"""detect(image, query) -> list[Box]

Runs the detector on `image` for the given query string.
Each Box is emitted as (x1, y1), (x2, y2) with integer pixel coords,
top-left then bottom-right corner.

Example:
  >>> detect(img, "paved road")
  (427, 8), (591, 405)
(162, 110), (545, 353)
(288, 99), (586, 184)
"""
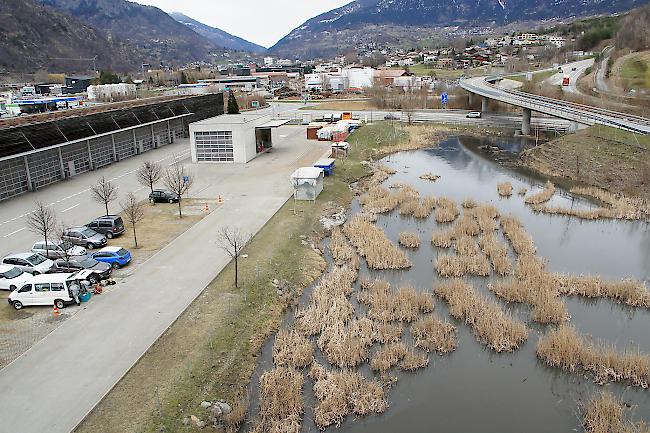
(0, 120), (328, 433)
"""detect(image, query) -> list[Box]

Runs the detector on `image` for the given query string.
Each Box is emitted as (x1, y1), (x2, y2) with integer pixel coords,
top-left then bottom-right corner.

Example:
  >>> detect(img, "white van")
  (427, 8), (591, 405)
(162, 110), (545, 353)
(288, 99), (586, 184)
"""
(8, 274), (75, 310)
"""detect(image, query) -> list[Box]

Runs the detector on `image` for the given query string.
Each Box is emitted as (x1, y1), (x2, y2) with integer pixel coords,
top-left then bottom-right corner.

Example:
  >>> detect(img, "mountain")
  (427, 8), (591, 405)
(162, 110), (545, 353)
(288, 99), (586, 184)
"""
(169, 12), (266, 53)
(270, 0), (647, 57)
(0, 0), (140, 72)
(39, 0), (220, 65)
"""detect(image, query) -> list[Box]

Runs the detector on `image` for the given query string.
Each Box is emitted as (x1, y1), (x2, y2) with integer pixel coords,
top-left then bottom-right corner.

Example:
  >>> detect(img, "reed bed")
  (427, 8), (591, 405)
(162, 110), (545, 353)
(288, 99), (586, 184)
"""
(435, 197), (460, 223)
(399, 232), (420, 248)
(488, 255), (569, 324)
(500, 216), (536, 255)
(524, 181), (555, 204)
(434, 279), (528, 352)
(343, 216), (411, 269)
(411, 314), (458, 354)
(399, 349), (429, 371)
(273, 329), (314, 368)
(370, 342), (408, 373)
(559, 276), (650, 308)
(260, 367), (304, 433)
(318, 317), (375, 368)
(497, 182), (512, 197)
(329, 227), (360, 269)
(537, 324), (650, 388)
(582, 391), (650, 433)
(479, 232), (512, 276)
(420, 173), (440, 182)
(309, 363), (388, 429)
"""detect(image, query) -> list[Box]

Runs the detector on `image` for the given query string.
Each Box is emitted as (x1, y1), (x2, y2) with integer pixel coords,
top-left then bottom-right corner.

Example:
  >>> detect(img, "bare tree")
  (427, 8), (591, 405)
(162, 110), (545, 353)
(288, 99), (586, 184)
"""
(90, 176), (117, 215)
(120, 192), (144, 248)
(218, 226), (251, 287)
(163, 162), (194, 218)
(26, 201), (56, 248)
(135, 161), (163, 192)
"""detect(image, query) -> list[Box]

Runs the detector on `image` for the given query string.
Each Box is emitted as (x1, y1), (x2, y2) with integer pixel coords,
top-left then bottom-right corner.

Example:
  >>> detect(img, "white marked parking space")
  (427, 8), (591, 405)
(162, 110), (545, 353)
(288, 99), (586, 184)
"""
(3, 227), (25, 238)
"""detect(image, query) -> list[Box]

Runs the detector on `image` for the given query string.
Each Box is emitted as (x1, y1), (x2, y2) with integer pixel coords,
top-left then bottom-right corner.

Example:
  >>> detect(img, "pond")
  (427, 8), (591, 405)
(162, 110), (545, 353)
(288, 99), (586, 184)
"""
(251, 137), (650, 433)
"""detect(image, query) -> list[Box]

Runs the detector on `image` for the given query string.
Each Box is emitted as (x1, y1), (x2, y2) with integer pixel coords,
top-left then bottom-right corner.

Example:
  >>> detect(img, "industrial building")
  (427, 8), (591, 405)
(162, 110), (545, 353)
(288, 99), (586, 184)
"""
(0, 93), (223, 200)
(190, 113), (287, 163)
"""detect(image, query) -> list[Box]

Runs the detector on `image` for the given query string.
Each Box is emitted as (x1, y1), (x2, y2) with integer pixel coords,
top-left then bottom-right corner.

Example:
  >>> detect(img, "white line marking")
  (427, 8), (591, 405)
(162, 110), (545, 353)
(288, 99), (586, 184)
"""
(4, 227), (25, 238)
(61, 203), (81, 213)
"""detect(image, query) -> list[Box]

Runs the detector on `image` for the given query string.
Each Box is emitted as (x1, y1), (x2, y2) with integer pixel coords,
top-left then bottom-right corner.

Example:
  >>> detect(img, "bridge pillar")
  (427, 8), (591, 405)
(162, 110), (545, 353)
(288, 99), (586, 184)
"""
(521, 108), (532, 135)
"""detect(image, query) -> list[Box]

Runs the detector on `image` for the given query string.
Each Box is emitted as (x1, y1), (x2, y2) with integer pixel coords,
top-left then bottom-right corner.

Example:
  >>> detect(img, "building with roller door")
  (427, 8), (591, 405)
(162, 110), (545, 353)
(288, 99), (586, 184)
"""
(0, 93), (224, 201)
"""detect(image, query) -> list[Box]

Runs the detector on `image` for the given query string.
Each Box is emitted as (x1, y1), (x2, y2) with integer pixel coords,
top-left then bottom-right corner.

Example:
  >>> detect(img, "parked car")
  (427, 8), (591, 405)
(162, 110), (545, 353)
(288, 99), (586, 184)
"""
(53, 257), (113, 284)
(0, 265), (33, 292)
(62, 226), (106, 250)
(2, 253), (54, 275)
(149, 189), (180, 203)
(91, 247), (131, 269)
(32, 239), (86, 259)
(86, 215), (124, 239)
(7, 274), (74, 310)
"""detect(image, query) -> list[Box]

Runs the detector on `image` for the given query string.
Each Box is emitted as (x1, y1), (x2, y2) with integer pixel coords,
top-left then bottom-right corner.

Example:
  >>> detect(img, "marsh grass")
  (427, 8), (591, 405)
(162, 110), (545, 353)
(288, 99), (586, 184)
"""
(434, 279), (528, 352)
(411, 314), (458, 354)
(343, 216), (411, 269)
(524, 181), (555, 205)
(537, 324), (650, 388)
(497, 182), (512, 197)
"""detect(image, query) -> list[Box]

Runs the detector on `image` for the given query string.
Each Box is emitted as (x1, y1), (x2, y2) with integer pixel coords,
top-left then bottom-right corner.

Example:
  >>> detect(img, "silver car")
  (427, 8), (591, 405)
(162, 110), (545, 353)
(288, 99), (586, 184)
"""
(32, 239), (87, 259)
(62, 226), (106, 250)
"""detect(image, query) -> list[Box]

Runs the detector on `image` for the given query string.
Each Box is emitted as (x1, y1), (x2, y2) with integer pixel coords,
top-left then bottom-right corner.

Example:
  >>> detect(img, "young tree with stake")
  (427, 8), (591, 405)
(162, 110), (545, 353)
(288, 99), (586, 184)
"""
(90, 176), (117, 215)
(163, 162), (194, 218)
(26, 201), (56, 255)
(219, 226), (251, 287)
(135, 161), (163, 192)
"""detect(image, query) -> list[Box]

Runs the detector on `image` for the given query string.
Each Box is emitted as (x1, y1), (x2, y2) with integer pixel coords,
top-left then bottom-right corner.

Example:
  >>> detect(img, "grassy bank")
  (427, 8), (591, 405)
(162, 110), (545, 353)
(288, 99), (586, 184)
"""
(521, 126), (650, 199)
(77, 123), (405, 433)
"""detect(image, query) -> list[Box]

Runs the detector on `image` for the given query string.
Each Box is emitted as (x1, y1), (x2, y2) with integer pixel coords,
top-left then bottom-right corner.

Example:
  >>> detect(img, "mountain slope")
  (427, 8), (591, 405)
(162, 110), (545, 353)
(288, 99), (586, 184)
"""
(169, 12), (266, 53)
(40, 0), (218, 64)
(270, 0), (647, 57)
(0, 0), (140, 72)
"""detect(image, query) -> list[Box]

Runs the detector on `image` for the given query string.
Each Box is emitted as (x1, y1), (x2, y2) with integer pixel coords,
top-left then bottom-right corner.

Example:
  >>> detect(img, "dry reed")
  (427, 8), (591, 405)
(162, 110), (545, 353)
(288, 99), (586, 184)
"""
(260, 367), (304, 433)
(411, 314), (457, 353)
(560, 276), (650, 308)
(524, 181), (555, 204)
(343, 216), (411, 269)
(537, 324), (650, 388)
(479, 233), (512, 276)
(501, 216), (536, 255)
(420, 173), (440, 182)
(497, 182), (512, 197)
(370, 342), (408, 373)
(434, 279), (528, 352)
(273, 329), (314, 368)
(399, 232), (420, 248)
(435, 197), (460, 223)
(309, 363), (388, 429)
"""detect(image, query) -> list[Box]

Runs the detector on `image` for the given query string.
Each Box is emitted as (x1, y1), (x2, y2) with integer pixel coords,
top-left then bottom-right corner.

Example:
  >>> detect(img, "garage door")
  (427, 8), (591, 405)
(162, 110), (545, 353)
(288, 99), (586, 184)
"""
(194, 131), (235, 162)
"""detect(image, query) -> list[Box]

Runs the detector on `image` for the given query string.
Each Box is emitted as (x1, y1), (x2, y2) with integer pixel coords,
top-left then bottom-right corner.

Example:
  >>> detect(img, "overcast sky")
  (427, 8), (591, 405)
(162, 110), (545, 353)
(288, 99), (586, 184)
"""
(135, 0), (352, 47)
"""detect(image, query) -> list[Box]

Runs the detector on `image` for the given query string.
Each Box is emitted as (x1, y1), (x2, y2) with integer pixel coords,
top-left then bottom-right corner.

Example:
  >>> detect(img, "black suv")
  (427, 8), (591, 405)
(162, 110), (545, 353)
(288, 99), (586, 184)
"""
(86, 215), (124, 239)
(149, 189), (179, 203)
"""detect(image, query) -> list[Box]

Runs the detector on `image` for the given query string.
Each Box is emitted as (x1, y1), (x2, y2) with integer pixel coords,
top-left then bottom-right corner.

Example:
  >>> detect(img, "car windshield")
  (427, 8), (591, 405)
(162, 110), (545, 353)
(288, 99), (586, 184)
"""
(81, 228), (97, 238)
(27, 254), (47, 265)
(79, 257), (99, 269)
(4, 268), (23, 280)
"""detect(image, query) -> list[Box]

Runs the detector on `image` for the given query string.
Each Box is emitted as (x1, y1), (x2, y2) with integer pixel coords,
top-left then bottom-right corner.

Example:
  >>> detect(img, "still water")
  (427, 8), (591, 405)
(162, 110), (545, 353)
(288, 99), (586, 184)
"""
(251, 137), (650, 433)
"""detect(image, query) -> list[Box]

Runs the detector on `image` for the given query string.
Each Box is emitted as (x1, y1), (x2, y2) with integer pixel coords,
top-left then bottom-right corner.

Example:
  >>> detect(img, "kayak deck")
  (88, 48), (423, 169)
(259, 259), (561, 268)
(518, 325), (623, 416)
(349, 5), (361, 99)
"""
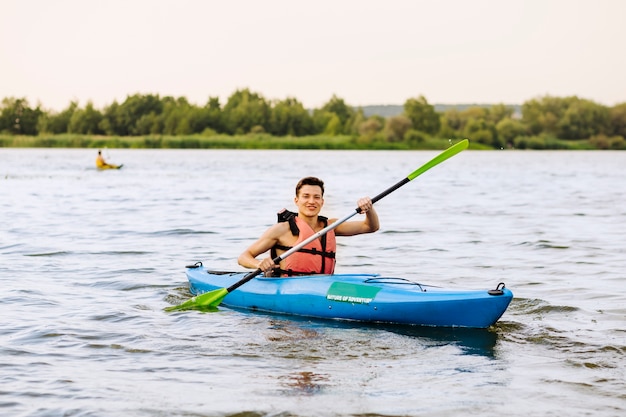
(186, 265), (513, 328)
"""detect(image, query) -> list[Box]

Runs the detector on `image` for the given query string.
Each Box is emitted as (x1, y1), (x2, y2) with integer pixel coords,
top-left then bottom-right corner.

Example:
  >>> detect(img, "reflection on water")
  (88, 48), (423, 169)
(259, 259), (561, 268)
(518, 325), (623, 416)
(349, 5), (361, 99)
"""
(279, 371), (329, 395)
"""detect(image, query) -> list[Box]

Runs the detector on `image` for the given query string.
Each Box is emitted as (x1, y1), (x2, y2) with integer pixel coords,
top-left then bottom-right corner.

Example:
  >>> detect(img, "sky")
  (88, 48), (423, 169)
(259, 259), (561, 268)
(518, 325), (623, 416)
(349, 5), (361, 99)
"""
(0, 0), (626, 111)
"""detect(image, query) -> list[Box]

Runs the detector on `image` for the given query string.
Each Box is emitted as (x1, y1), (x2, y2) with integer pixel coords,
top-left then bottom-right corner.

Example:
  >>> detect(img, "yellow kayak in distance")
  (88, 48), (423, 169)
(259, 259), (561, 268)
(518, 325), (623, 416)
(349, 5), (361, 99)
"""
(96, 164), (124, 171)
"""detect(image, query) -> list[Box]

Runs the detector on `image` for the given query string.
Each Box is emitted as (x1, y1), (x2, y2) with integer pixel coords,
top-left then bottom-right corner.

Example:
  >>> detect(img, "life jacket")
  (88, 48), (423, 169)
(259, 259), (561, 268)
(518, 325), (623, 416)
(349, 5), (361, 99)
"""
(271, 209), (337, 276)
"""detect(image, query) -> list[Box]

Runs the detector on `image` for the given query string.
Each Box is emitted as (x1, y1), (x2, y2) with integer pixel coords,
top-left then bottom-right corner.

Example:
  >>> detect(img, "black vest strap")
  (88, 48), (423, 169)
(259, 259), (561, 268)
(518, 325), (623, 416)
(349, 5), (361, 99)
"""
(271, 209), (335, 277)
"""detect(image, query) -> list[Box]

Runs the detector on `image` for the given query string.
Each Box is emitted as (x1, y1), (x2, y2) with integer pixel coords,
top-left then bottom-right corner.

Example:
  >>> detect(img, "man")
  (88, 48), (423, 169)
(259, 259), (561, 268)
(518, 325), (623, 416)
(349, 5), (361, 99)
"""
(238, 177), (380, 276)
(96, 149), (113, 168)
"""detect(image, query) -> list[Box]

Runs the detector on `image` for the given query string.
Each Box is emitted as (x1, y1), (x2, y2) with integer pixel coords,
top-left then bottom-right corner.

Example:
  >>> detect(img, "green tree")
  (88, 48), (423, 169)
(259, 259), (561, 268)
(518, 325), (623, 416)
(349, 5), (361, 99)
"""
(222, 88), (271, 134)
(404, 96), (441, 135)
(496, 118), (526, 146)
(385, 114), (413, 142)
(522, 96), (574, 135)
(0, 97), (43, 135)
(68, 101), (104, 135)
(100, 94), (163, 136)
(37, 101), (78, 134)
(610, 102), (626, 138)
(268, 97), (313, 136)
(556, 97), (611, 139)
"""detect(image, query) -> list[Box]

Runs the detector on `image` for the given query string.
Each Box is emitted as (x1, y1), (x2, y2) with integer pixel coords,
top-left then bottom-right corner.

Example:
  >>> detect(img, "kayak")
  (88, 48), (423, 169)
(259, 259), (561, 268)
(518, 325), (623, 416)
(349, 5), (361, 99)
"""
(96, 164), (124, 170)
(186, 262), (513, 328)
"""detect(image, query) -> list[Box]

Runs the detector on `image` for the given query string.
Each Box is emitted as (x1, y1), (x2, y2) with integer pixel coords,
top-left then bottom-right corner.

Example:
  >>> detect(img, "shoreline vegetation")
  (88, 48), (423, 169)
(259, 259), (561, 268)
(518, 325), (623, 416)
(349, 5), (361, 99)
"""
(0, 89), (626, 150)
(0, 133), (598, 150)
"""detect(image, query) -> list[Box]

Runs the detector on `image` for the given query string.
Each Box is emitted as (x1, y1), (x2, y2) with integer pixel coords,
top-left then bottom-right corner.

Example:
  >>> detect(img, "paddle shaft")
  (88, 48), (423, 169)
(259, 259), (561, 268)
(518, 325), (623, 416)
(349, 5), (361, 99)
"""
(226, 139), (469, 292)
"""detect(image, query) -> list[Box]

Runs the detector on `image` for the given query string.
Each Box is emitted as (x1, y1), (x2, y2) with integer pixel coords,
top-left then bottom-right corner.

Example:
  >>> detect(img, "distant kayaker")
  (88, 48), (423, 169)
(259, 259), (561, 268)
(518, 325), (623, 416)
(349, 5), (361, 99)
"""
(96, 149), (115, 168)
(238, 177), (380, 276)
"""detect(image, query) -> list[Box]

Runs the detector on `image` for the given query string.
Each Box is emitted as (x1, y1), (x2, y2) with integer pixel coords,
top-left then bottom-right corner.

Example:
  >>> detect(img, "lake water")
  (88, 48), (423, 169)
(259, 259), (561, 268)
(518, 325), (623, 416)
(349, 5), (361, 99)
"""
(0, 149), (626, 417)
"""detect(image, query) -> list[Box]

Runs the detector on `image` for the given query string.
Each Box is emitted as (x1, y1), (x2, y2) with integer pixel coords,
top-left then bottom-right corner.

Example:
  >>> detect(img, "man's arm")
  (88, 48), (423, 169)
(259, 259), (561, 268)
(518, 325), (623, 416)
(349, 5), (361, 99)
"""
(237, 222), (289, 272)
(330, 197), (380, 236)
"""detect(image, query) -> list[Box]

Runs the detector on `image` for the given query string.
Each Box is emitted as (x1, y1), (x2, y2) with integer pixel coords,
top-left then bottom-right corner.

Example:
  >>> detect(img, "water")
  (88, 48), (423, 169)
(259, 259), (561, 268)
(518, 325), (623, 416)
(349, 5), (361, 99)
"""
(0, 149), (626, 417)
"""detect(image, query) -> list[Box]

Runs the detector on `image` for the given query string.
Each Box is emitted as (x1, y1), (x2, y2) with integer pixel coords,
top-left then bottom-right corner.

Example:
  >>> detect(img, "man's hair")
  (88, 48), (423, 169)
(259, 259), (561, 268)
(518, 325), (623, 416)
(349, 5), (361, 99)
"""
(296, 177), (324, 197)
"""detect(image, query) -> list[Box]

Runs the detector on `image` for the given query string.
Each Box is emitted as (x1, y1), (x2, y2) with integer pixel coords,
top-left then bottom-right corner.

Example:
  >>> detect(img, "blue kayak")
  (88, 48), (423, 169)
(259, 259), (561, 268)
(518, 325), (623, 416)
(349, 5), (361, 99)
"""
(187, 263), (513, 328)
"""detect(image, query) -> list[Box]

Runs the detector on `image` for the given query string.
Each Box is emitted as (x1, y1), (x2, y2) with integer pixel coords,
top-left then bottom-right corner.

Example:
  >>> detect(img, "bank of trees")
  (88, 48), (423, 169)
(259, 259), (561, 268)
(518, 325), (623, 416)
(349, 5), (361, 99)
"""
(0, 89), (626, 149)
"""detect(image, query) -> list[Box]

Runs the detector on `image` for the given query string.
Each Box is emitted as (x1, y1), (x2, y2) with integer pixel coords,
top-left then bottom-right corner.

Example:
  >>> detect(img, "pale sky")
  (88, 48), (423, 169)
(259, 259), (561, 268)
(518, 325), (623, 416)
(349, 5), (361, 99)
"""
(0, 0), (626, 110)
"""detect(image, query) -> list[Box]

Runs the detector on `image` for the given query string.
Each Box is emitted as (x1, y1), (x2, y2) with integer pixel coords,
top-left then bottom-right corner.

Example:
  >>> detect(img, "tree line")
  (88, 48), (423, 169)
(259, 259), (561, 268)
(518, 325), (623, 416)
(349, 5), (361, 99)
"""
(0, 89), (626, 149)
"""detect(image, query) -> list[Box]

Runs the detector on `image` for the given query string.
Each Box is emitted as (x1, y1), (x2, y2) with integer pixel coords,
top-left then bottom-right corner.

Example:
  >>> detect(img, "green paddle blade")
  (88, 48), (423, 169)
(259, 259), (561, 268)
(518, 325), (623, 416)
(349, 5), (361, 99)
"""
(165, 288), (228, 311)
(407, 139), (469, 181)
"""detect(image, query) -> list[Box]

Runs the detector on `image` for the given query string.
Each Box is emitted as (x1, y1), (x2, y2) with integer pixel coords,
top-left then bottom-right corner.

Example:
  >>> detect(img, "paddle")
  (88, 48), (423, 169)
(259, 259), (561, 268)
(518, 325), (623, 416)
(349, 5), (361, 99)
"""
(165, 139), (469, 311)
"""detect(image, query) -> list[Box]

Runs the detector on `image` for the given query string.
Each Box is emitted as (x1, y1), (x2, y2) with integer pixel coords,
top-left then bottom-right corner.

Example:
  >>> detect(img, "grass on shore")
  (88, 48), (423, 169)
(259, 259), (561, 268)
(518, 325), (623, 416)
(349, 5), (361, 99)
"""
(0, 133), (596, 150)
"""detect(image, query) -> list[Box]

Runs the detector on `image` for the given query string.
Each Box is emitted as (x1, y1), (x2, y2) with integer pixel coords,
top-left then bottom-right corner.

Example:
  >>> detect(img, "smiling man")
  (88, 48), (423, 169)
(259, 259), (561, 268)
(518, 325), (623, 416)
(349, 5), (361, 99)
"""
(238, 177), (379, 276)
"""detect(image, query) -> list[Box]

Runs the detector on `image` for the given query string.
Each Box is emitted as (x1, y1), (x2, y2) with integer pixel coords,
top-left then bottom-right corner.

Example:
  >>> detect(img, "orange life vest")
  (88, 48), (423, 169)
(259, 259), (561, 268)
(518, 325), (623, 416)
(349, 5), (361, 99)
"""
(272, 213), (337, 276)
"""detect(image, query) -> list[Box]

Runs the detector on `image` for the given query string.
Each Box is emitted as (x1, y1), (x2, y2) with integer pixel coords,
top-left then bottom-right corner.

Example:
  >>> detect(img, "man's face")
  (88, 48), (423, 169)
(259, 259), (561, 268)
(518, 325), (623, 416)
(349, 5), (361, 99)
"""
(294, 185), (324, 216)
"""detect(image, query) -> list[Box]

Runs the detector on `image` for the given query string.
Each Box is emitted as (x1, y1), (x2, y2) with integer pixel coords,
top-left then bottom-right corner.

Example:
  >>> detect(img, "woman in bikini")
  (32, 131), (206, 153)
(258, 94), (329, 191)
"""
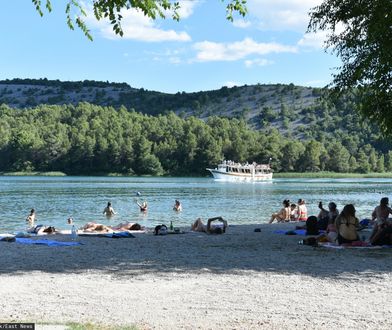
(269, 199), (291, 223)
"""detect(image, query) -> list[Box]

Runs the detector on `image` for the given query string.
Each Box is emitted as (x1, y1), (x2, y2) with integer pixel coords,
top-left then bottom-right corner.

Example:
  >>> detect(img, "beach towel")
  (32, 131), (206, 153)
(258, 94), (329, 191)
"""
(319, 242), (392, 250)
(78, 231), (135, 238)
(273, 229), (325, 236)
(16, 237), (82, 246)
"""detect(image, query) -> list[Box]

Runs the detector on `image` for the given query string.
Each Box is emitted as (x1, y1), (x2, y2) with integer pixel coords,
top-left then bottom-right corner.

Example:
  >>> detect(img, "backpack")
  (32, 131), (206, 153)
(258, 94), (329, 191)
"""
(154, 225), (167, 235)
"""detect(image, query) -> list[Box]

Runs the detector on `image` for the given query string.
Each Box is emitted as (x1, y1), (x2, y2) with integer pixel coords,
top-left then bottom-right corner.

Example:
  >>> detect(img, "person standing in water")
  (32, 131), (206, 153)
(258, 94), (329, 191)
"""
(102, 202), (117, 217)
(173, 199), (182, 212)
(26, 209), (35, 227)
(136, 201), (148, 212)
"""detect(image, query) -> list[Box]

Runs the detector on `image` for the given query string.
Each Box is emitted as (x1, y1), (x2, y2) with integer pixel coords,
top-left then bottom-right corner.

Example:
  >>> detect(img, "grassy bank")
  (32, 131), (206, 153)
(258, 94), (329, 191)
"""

ENUNCIADO: Localiza en los registros cada línea en la que aparezca la palabra "vest" y cópiala sin cambios.

SOLUCIÓN:
  >>> detect(img, "black vest strap")
  >>> detect(img, "orange life vest")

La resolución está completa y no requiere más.